### [What the task asks]
Please gather every line in the listing below that contains the string "bark", copying each one unchanged.

### [Task material]
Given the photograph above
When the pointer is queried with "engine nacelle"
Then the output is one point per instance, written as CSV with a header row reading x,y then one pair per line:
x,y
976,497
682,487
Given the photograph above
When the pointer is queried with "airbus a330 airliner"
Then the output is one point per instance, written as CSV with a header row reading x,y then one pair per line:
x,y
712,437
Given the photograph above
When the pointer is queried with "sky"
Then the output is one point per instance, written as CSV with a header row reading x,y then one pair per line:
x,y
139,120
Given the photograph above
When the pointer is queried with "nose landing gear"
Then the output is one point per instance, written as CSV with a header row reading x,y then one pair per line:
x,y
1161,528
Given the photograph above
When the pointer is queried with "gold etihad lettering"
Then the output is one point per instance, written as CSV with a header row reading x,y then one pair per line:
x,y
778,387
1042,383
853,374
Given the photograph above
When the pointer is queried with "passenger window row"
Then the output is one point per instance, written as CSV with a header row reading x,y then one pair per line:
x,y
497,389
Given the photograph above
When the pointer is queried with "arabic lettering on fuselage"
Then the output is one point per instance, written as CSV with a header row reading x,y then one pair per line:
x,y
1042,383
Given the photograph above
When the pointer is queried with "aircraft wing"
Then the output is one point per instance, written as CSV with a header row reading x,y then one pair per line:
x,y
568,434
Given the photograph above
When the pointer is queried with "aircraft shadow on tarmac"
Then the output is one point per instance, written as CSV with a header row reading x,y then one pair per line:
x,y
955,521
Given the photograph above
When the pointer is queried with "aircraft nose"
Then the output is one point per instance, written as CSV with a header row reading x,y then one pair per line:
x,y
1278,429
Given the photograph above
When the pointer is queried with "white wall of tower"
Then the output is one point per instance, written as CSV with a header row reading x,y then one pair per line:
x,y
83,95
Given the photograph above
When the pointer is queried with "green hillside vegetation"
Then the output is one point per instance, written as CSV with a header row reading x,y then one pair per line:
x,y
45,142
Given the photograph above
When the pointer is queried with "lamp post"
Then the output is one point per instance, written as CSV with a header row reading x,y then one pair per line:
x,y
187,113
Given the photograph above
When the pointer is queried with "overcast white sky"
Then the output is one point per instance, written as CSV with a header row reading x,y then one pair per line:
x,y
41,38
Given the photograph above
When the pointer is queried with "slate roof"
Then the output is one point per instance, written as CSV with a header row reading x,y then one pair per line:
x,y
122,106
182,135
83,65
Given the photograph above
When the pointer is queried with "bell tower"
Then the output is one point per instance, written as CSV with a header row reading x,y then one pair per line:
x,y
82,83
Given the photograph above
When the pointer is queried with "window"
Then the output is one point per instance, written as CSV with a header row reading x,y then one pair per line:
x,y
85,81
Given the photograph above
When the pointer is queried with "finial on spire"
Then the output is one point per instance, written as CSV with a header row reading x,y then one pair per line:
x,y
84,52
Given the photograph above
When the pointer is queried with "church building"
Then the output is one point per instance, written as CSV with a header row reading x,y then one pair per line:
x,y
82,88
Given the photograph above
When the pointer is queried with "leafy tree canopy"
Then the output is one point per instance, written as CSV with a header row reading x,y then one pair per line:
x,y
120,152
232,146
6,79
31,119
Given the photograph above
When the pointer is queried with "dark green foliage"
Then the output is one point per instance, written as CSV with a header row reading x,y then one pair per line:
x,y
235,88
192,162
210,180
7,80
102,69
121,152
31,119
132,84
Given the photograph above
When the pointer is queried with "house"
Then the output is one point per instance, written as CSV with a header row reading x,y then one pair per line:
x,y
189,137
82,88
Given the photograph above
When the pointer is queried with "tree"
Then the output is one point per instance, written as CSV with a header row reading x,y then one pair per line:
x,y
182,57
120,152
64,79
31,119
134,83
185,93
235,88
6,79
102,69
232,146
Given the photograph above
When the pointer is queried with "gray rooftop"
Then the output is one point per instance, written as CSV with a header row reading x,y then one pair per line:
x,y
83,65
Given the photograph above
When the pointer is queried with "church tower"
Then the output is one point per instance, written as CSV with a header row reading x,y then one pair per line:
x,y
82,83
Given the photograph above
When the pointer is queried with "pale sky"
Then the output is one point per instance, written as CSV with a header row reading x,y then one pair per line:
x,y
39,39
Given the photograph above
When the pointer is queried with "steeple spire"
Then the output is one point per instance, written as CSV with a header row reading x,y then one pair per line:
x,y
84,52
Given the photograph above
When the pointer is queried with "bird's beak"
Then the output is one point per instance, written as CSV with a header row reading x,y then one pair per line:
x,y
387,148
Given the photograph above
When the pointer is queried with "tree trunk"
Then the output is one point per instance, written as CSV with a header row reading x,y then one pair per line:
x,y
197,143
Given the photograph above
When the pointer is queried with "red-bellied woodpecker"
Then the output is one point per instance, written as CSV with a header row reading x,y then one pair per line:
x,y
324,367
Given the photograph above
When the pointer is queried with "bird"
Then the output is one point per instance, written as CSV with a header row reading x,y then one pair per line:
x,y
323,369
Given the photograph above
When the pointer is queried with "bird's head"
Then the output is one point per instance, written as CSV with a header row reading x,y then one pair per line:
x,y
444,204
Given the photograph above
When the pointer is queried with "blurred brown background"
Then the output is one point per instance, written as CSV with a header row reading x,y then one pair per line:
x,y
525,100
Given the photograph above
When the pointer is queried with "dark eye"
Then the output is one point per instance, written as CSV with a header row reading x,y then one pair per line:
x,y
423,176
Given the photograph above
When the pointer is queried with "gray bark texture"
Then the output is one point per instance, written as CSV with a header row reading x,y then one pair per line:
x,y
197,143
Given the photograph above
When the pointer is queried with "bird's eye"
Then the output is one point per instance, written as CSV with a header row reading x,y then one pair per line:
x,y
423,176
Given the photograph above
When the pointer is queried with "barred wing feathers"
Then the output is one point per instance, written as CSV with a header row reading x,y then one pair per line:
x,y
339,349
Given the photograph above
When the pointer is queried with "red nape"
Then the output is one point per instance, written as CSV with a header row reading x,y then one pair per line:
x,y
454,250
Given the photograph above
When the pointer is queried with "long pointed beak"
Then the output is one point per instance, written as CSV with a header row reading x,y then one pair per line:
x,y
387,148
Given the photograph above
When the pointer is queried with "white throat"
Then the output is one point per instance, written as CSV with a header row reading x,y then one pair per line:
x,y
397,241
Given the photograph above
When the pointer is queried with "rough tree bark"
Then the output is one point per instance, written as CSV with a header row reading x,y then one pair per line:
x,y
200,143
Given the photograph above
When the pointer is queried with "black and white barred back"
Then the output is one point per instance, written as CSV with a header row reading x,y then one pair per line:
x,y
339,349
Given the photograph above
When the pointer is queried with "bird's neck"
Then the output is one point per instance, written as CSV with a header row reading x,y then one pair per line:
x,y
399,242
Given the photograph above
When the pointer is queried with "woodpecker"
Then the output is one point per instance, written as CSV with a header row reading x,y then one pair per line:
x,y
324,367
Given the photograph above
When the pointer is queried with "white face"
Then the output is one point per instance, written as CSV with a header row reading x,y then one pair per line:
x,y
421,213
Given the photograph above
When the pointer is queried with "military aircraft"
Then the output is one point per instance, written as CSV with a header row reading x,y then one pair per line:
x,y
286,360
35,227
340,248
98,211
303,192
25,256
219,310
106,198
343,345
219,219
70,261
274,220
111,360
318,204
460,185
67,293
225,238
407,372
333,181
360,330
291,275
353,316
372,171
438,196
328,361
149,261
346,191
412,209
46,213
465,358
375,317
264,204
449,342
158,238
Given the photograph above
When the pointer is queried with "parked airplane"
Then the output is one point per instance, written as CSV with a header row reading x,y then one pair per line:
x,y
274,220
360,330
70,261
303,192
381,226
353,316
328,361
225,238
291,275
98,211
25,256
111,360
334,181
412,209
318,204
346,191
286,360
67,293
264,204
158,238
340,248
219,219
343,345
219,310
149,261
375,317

### [Response to this exercise]
When the pointer is queried with "gray bark texture"
When the pointer is queried with "rough tree bark"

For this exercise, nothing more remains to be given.